▸ **Verilen alıntı**:
1980 darbesi tanklarla bütün örgütlenmelerin, bütün siyasi partilerin, bütün sendikaların üstünden geçtiğinden beri siyaset kalesinin başarı kapısı Cumhuriyet Halk Partisine kapalıydı. Biz, bu kapıyı, kurucumuzdan aldığımız ilhamla ve onun mirası olan üç anahtarla yani daha çok kadınlarla, gençlerle ve bilimle açtık; kadınların ve gençlerin enerjisini, bilimin gücünü partimizin yüzyıllık tecrübesiyle birleştirerek açtık.
Cumhuriyet Halk Partisi devlet kuran bir partidir. Partimizin ve tüm üyelerinin devlete karşı saygısıyla, devlet çağırdığında askere koşmasıyla, vergisini vermesiyle ve devleti zor duruma düşürecek her durumda doğru yerde durmasıyla övünürüz. İlkelerimizden biri de devletçiliktir zaten ama ne zaman ki devleti yönetenler iktidarı şahsileştirmiş, devleti liyakatle ve adaletle yönetmek yerine kendi çıkarlarına alet etmiş, devlet-parti ayrımını ortadan kaldırmışsa o zaman birileri devleti milletin karşısına dikmiş demektir ve eğer devlet ile millet karşı karşıya gelirse her zaman millet kazanır. Kenan Evren asker kökenli bir başbakan adayı işaret ettiğinde milletin onu seçmediği gibi, 15 Temmuz akşamı Atatürk'ün değil Fetullah'ın askerleri olanlara milletin göğsünü siper ettiği gibi 31 Mart seçimlerinin hikâyesi de bundan ibarettir. Devleti milletin karşısına dikenler için tarih tekerrür etmiştir. (CHP sıralarından alkışlar)

▸ **Sağlanan kayıtlar**:
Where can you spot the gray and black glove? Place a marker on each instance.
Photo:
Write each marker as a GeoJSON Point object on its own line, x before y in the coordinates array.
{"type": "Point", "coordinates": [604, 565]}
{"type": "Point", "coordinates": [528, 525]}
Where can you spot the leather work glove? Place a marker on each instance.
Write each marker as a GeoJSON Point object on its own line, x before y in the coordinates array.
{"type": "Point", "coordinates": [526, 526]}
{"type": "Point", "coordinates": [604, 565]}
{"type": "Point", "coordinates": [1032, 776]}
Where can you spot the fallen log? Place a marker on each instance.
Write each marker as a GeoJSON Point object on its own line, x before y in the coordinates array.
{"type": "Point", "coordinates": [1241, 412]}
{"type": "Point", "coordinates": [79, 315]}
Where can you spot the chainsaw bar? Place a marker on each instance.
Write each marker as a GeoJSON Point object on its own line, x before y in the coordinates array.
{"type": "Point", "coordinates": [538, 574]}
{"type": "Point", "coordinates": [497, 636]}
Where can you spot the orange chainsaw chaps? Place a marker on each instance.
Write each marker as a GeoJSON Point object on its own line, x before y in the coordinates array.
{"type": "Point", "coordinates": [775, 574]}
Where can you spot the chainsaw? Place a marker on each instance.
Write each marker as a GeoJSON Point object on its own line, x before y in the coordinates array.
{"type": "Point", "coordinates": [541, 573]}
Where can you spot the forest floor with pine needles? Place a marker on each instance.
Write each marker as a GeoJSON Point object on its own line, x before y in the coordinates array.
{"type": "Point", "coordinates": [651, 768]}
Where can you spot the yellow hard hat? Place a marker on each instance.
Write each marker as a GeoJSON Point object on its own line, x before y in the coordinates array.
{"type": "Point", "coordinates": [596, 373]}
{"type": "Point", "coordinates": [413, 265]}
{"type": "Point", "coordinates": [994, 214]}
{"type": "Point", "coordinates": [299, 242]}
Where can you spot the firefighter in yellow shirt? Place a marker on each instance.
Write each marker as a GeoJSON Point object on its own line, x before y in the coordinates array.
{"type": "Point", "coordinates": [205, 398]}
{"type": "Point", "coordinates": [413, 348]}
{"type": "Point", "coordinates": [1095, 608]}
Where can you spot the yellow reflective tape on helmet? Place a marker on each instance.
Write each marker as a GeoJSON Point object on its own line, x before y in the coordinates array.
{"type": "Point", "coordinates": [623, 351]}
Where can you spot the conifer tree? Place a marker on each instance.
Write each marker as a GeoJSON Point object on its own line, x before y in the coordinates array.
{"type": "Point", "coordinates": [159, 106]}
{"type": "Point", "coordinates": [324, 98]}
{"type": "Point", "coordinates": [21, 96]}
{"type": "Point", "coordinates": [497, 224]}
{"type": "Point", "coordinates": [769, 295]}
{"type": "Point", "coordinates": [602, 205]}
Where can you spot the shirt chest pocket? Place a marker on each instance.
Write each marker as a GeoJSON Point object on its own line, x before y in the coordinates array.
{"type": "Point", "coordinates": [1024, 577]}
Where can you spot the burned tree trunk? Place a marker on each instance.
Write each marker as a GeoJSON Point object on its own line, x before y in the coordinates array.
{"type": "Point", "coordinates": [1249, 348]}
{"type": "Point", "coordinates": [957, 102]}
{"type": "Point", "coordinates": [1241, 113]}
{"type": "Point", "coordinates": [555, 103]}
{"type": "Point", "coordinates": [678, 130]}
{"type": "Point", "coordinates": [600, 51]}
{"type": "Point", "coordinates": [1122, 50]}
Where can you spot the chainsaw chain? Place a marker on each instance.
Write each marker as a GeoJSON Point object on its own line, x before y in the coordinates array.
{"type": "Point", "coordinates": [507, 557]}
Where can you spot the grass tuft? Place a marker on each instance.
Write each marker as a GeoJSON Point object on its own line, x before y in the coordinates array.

▸ **Alıştırmanın amacı**: Cumhuriyet Halk Partisi ve 31 Mart seçimleri üzerine yapılan konuşmayı kaldığı yerden sürdürün.

▸ **Göreve yanıt**:
Atatürk'ün cepheden doğru haberler versin diye kurduğu Anadolu Ajansı ile 86 milyonun vergisiyle hayatına devam eden TRT'nin muhalefete kapalı, tek sesli yayın organlarına dönüştürüldüğü, kaymakamların seçim gezilerine katıldığı, valilerden il başkanı performansı beklendiği, AK PARTİ'nin seçim kaybettiği illerde valilerin "Başarısız oldun." diye görevden alındığı, göz bebeği ordumuzun mensuplarından hiç yaşamadıkları ve hiç yaşamayacakları beldelerde, ilçelerde oy kullanmalarının istendiği bir dönemde devlet ile millet karşı karşıya getirilmiştir. Cumhuriyet Halk Partisiyse böyle bir ortamda yine milletle aynı tarafta durmuş, devlet ile millet yarışmış ve yine millet kazanmıştır. İçinde siyasi partilerin değil milletin ta kendisinin olduğu, bölünmeyi, kavgayı çatışmayı değil birlik ve beraberliği savunan Türkiye ittifakı kazanmıştır. Türkiye ittifakını bir araya getiren, millet ile devleti yerel yönetimlerimizle buluşturan halkçı ve kamucu yönetim anlayışımızdır. Bunu genel siyasete taşıma iddia ve irademizi de samimi bulan yurttaşlarımız, ülke yönetiminden beklediğinin kalkınmacı, dayanışmacı, refah temelli bir yönetim olduğunun en güçlü mesajını yine o gece vermiştir.
İşte, biz, nasıl ki belediyelerimizde, yerel yönetimlerde bu anlayışla kamu hizmetlerini götürüyor ve bu hizmetleri merkezine alan bütçelerle yurttaşlarımızın karşısına çıkıyorsak, aynı güçteki bir vizyon ve o vizyonun bütçelerini de merkezî düzeyde yapma iddiasındayız ama iktidar seçmenin sandıkta verdiği mesajı almamış, bundan ders çıkarmamıştır. İktidar, bu Meclise getirdiği bütçeyle yine yanlış tarafta durmakta ve yanlış tarafta durmakta ısrar ettiğini 86 milyona göstermektedir.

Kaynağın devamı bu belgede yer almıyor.